# [Supplied passage]

· · · · ·

DOUBLE killer Benjamin Laing was jailed for life yesterday -- with a

recommendation he should serve at least 25 years -- for the murders of

bank clerk Alison Manwaring and her father Matthew.

As Laing, who was born in Paisley, was unanimously convicted by the

jury of six men and six women at the Old Bailey there was applause and

cheering in the public gallery.

Mark Manwaring, 27 -- sole survivor of the once happy family --

punched the air with his fist, before collapsing in tears. He put his

arm round the man his sister was about to marry, 32-year-old Gordon

Healis. Mr Healis also wept uncontrollably.

Both had sat in the back of court throughout the tense, three-hour

50-minute wait for the verdicts. They had attended each day of Laing's

five-week trial.

Laing showed no emotion as Judge Robert Lymbery said he recommended he

should serve a minimum of 25 years: ''Whether the Home Secretary will

then find it safe to release you must be a matter for him -- he should

be on his guard.

''You are a dangerous man, capable of extreme violence. You are

capable of deceit and dishonesty. You are utterly ruthless and have a

clever and able mind.''

Laing had shown only arrogance, not remorse, throughout. He had turned

on crocodile tears while giving the jury a false story in his defence.

Laing's mother cried in the public gallery as her son was led to cells

but a man near her shouted: ''I hope you rot in hell, you bastard.''

Earlier, Matthew Manwaring's two brothers -- also in the gallery --

clapped as Laing was convicted.

The 25-year-old van driver from Beckton, London, had denied the

murders committed on April 23 last year.

Laing gunned down Mr Manwaring, a 62-year-old widower -- shooting him

through the heart at point blank range with a sawn-off, pump-action


He had duped his way into the Manwaring home in Aldersey Gardens,

Barking, east London, after pretending he wanted to buy a Ford Cabriolet

car the family had advertised.

He then confronted Mr Manwaring's 24-year-old daughter Alison as she

arrived home from an evening with her fiance. He handcuffed her, then

tortured and sexually assaulted her before finally strangling her.

Afterwards, he dismembered their bodies in the bathroom -- cutting

each into seven separate pieces. He put them into 10 plastic sacks and

drove them away to bury later in a ''common and unhallowed hole'' he dug

in his girlfriend's back garden in Abbey Wood, south London.

He later sold the car he had stolen from outside the Manwarings' home

for #7500 at auction.

· · · · ·

# [Data items]
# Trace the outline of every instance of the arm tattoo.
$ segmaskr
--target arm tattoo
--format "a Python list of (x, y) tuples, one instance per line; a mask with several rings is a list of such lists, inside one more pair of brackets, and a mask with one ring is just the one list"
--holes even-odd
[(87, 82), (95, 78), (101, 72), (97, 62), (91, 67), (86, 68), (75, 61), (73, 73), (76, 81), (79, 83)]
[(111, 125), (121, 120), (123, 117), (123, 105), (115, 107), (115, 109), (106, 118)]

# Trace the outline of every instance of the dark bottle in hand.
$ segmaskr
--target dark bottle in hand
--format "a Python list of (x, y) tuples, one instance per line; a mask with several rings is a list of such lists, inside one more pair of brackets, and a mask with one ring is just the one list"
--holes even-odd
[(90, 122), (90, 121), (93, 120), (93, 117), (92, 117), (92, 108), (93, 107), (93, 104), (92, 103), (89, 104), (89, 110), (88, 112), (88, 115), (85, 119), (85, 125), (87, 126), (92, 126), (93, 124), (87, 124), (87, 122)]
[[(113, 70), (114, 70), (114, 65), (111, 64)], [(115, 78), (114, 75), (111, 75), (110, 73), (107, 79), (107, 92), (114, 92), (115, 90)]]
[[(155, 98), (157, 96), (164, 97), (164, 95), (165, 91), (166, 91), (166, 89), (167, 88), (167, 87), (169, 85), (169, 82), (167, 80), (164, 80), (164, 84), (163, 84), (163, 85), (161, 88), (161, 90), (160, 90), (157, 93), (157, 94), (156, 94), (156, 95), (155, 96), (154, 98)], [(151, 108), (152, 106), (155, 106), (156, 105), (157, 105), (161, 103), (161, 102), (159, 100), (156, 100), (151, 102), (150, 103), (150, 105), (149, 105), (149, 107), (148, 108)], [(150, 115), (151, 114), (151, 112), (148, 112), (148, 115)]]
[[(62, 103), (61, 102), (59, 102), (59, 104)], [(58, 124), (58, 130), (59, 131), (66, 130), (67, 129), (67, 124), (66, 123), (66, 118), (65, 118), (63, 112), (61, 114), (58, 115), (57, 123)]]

· · · · ·

Rewrite the part of the court report that opens with the words containing "jury of six" and closes with "also wept uncontrollably.", putting "clapping" in place of "applause".

jury of six men and six women at the Old Bailey there was clapping and

cheering in the public gallery.

Mark Manwaring, 27 -- sole survivor of the once happy family --

punched the air with his fist, before collapsing in tears. He put his

arm round the man his sister was about to marry, 32-year-old Gordon

Healis. Mr Healis also wept uncontrollably.